Dataset excerpts
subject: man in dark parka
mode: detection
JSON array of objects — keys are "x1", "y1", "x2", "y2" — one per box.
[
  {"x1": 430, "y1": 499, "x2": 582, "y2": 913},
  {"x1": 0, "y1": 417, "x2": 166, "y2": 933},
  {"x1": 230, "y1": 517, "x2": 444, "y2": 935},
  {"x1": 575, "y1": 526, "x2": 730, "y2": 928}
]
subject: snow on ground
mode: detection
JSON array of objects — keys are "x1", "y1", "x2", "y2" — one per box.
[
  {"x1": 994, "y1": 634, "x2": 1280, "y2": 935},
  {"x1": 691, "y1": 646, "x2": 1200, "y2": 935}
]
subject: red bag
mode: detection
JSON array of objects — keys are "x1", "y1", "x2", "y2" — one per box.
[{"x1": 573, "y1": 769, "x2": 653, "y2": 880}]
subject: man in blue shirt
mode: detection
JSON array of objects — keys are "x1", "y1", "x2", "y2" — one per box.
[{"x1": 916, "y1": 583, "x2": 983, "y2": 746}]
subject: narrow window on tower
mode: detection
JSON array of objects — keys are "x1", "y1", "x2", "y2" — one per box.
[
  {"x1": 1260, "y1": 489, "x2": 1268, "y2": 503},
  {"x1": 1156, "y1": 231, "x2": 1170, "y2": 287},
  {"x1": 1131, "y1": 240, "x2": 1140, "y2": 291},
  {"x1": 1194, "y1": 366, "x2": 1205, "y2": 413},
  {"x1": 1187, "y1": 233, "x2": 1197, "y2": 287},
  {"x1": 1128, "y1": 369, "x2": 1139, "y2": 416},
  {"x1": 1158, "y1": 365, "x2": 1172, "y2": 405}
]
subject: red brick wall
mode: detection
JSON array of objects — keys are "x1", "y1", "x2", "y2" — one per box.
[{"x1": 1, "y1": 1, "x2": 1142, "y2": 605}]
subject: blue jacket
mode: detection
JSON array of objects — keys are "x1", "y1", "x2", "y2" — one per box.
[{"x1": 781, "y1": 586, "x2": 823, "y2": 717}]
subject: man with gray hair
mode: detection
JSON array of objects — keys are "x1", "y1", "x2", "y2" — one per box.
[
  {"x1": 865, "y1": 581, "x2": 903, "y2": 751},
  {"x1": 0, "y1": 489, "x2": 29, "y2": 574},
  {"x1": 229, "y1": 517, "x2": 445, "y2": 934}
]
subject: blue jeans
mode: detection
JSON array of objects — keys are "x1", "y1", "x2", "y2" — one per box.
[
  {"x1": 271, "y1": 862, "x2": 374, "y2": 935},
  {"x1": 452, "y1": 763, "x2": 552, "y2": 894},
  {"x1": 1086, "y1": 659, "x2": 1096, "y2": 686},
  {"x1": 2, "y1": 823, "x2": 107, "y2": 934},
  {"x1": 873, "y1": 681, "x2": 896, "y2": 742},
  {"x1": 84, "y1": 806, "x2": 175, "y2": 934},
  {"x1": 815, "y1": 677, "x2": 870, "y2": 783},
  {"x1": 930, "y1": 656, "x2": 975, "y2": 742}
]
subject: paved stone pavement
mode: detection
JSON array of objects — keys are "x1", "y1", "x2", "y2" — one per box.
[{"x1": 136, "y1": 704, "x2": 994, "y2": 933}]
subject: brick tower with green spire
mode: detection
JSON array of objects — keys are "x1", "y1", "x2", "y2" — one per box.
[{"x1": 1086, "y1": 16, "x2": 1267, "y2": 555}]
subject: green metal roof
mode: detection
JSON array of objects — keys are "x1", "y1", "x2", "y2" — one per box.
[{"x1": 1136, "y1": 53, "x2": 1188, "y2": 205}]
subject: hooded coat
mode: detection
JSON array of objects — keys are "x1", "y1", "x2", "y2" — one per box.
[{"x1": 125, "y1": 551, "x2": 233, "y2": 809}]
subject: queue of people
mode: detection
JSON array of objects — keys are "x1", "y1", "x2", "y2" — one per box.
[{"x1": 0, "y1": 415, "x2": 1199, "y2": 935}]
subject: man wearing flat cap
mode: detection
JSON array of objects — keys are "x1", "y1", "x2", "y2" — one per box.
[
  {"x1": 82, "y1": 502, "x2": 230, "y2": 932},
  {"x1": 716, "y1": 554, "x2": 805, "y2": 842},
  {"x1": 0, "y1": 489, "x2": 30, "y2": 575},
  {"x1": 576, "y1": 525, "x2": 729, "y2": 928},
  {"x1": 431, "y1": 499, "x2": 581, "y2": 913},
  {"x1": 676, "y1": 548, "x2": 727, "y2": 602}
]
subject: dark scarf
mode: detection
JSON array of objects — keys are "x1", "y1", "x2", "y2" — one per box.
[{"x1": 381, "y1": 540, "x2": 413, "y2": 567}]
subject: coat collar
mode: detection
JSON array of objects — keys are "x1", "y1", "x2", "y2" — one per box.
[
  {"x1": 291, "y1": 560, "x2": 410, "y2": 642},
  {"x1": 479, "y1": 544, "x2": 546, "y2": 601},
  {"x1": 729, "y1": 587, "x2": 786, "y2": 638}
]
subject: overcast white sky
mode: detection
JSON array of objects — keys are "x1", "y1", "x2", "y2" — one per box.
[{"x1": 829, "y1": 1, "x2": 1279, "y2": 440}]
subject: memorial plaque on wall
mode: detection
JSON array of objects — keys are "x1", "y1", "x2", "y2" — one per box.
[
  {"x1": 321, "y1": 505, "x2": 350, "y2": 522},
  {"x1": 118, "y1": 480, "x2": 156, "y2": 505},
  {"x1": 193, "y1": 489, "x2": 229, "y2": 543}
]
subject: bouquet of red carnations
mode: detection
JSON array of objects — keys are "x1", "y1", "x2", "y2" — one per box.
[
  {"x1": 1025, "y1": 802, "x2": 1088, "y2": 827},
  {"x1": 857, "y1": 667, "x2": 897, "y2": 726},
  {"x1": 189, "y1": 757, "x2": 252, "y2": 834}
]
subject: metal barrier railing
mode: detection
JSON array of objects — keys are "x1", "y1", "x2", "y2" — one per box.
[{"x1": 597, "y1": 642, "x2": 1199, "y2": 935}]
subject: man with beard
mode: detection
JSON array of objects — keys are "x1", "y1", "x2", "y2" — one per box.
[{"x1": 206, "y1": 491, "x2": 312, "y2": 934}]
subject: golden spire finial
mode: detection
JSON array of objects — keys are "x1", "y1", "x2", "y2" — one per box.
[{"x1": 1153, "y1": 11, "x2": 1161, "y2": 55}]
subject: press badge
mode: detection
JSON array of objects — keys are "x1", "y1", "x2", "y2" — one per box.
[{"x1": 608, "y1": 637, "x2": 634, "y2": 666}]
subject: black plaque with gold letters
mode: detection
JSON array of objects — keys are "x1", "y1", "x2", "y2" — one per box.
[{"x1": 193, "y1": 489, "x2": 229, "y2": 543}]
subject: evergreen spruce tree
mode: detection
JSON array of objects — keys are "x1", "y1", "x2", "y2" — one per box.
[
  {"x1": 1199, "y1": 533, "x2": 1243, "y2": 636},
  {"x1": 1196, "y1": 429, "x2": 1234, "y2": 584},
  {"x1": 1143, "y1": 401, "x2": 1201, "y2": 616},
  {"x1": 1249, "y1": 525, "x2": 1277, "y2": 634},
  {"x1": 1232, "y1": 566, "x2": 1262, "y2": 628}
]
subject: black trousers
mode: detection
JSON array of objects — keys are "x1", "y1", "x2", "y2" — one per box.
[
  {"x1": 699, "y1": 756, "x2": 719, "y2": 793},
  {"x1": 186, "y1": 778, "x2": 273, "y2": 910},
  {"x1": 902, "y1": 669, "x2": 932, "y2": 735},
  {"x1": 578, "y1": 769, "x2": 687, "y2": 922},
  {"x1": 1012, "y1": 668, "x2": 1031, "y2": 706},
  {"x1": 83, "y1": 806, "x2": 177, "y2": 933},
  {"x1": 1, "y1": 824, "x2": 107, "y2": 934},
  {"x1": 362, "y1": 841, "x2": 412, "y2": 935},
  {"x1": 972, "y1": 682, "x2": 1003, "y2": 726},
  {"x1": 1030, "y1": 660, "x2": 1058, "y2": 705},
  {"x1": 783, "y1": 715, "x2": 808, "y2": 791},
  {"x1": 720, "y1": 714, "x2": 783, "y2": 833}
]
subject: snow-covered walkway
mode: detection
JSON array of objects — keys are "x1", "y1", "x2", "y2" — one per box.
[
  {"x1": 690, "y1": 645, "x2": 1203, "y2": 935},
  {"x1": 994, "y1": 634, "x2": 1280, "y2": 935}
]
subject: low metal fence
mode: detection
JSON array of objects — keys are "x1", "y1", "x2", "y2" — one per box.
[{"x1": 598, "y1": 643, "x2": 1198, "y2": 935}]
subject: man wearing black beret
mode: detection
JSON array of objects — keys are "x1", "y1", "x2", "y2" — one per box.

◆ Task instructions ◆
Find the lines in the entries above where "spire" occurs, and copy each of them.

◆ Solved problem ◆
subject: brick tower with green spire
subject: golden spire finial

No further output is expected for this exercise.